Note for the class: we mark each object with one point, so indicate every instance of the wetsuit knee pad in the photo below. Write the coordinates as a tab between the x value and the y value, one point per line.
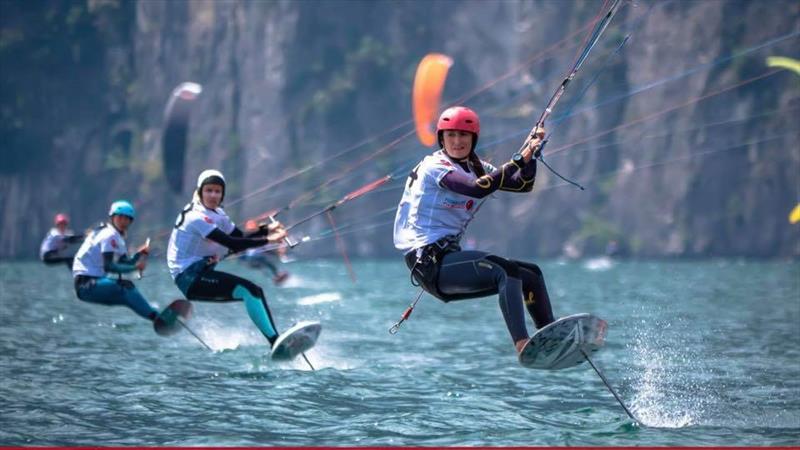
511	268
530	266
251	287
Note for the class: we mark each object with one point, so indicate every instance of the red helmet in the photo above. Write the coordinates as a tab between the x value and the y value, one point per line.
459	118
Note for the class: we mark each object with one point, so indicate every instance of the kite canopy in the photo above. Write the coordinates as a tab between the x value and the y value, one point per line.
427	94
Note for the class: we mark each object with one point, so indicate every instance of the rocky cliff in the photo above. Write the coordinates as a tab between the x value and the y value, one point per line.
702	161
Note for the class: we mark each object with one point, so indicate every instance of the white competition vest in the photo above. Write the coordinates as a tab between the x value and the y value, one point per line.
89	259
53	241
428	212
188	243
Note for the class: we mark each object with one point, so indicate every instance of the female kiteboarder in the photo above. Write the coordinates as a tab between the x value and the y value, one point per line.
202	236
442	194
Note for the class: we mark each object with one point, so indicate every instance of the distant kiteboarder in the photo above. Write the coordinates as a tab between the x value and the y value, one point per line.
202	236
53	250
442	194
105	253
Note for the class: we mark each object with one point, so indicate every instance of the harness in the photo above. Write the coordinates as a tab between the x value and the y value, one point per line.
426	262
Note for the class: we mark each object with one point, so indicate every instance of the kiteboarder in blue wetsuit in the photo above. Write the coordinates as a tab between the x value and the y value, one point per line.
104	253
442	194
202	236
58	239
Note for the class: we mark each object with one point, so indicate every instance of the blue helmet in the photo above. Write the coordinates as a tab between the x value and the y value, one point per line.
122	208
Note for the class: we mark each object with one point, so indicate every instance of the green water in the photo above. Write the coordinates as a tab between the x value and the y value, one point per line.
704	353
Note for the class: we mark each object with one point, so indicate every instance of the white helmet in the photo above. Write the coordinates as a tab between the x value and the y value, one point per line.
210	176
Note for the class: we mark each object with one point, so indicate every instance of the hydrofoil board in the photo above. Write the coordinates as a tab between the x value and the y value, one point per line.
296	340
558	345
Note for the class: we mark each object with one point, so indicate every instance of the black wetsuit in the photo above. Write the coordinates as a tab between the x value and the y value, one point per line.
449	273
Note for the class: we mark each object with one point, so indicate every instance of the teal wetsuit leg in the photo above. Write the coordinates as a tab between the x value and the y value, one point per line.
211	285
107	291
258	311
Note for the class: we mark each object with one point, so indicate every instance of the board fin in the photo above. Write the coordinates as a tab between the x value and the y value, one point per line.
166	323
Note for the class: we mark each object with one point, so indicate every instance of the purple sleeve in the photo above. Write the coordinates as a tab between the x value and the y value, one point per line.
507	177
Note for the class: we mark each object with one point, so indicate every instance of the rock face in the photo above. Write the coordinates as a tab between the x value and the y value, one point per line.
702	161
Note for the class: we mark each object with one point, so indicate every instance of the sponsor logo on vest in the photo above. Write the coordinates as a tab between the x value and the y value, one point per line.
457	204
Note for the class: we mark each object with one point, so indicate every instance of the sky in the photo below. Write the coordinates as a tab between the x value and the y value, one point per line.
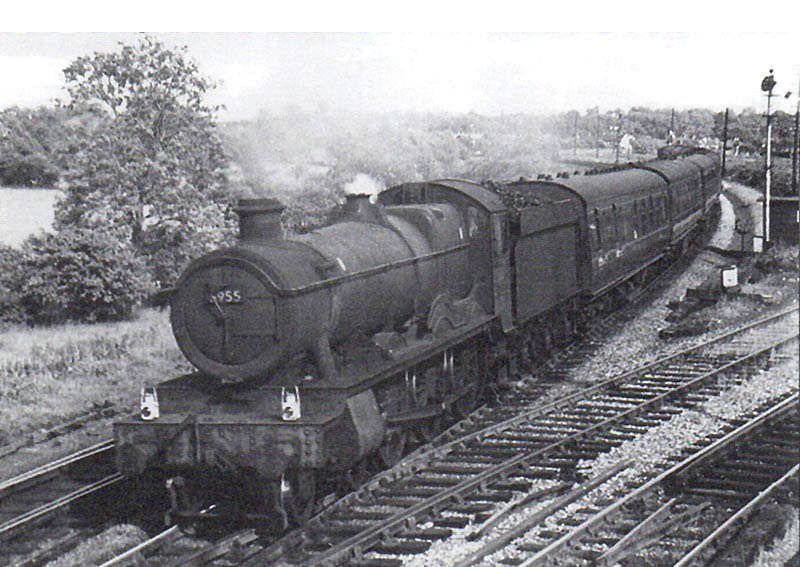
487	73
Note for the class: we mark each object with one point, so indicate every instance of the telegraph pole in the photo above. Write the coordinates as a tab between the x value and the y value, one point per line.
575	147
795	147
597	137
767	84
724	141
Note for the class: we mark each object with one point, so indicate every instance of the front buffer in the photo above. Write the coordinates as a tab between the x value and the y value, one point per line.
263	459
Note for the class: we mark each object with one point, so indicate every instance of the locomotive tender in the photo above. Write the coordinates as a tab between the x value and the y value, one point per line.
317	351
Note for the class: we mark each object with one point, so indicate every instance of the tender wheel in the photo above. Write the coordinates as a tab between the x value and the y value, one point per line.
393	447
299	492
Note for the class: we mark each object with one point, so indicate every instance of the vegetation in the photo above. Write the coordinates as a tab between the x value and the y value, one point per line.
144	174
145	167
153	172
54	374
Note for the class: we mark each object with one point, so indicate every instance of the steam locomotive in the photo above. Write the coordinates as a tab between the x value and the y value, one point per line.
318	352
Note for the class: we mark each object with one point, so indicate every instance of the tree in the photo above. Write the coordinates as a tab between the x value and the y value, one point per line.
153	172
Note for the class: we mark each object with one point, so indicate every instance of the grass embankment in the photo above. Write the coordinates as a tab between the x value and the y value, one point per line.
50	376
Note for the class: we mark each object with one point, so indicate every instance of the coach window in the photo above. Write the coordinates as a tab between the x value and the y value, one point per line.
596	227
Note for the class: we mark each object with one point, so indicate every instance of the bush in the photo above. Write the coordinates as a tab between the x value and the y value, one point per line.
80	275
11	278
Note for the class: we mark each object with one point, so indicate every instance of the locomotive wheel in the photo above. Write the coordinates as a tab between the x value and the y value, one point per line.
425	431
393	446
300	500
467	382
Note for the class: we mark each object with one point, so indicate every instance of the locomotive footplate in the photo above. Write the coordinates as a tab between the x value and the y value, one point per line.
204	431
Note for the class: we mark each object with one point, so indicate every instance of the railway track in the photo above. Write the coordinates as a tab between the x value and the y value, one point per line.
685	514
35	503
493	459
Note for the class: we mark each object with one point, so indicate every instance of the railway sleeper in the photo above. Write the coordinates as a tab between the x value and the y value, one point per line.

----------

Print the complete listing exactly, apart from any pictures.

Written reply:
Note for the class: we mark each object with one point, so indicate every instance of the wetsuit knee pad in the photo below. Write the coordinates as a tab between the x value and the y value, one point per line.
511	268
530	266
251	287
Note for the class: we mark each object with one point, so indicate every instance of the red helmet in the photo above. Write the coordinates as a tab between the x value and the y value, one point per line.
459	118
Note for the class: we mark each object with one point, so indicate every instance of the kite canopy in the photo above. Write the coordinates as a tab between the x value and the y value, one point per line.
427	94
Note for the class: we mark each object with one point, so indicate every instance of the rocky cliff in the photo above. Write the coordinates as a tab between the x value and the y value, one point per line.
702	161
Note for the class: we mark each object with one point, so indicate every instance of the white competition vest in the photo above. Write the coordinates as a tab between the x value and the y value, one point per line.
89	259
53	241
428	212
188	243
Note for the class: we mark each object with one point, so indicate every instance of the female kiteboarder in the photo above. Write the coordinates as a tab between the x value and the y value, one point per line.
202	236
442	194
Note for the class: we mark each object with one point, so indicate every instance of the distant kiteboarder in the photo above. Write the coordinates as a tab between the x value and the y value, one point per line.
202	236
53	250
442	194
105	253
Note for the class: we mark each object with one point, so indicate every instance of the harness in the photo above. Write the coordinates as a tab between the x value and the y value, one point per line.
426	262
Note for the class: we mark each object with one point, so indicate every instance of the kiteboarder in blue wetsuit in the photo above. Write the coordinates as a tab between the x value and the y value, one point per line.
104	253
442	194
202	236
58	239
Note for the class: we mark each object with one point, so indicate every instance of the blue helmet in the photo above. Write the coordinates as a tab between the x value and the y value, one point per line.
122	208
Note for the class: we mark each object with one point, so indicate every instance of the green water in the photo above. Write the coordinates as a tab between the x value and the y value, one point per line.
704	353
Note for the class: we mark each object with one point, so indicate every instance of the white helmet in the photo above. Write the coordinates as a tab between the x value and the y value, one point per line.
210	176
Note for the class: we mark each object with one point, so indicate every instance of the hydrofoil board in the photo above. Write the coordinates as a tab between the x value and the y value, one point per line.
296	340
558	345
Note for the class: we mark each object with one point, so indicate every instance of the black wetsuit in the photo above. Write the coordinates as a tab between the x value and the y value, one point per line.
449	273
Note for the class: we mark each object with one point, so indicate every instance of the teal wetsuit leg in the photo above. Write the coordinates as a tab between the x value and the y value, one point per line.
211	285
107	291
258	311
Note for the class: we mark each object with one point, so indicate every instance of the board fin in the photo above. Write the coordinates as a tab between the x value and the y value, one point per line.
166	323
Note for the class: we mark each object with one point, so indicate every instance of the purple sleeve in the photo above. Write the coordinates as a tab between the x value and the y value, one point per line.
507	177
Note for the class: we mark each object with one point, so indicate every instance of the rock face in the photo above. Write the coordinates as a tab between the x value and the y value, one point per line.
702	161
Note for the class: we mark each object with one point, so indicate every instance of the sponsor logo on vest in the photo above. Write the coordinates as a tab between the x value and the y value, one point per line.
457	204
Note for the class: we mark each object with one point, so indicate every instance of the sky in the photo below. Write the coordinates as a tab between the x value and the y value, one point per line.
487	73
Note for the class: we mark each object with one point, so indicate every instance of the telegraph pole in the photo above. Write the coordinates as a tab between the x value and the y value, one point per line.
575	147
795	147
597	137
767	84
724	141
Note for the class: we mark each object with one point, so indicate every instance of the front buffer in the photo above. Write the coordinates as a tab between the x value and the y value, one point per line.
263	459
Note for the class: we mark each object with one point, so indicate every instance of the locomotive tender in the photo above. Write the coordinates as a tab between the x value and the y value, one point per line.
317	351
Note for the class: we mark each object with one point, so indicate every instance of the tender wheel in the photo above. Write the coordinates as a tab between the x value and the y value, one point per line.
393	447
299	492
Note for the class: we mark each object with one point, so indicate every instance of the vegetation in the photo above. Write the coordinates as a tab between the x value and the y value, one point per line.
144	174
145	167
153	172
54	374
Note for the class: we mark each object with one point, so indicate every instance of the steam locomotive in the photo above. Write the coordinates as a tab between the x value and the y value, one point per line.
318	352
Note for the class: we mark each object with one point, so indicate every instance of the tree in the photo above. Write the coordinates as a tab between the x value and the y value, one point per line.
153	172
Note for the class: we mark each object with one point, so indicate every instance of the grass embankment in the photo above. Write the coordinates as a tab between the x value and the y value, one point per line.
50	376
Note for the class: we mark each object with one point, so indicate every instance of the coach window in the photo above. Write the coordinates as a tab between the x value and the y value, one point per line.
596	227
Note for the class: we mark each object with one point, so indicate every instance of the bush in the photo above. Write the coordinates as a tab between the x value and the y value, one point per line.
80	275
11	278
Note for the class: we mark each object with one point, so indicate every instance of the locomotive wheel in the photo above. Write the coordinates as a tab between the x value and the y value, one point per line.
425	431
393	446
300	500
467	382
Note for the class: we mark each object with one point, so indicate every instance of the locomotive footplate in the photo above. Write the coordinates as a tab between the x value and the y value, one point per line.
204	431
Note for the class: we mark each object with one point, so indicate every instance of the railway track in the photo above. Write the coordinates as a tab between the x value and the y value, one point per line.
685	514
35	503
493	459
Note for the class: we mark each object with one point, so indicate every instance of the railway sleeper in the photo above. Write the coordinates as a tab between the x value and the y value, one point per line.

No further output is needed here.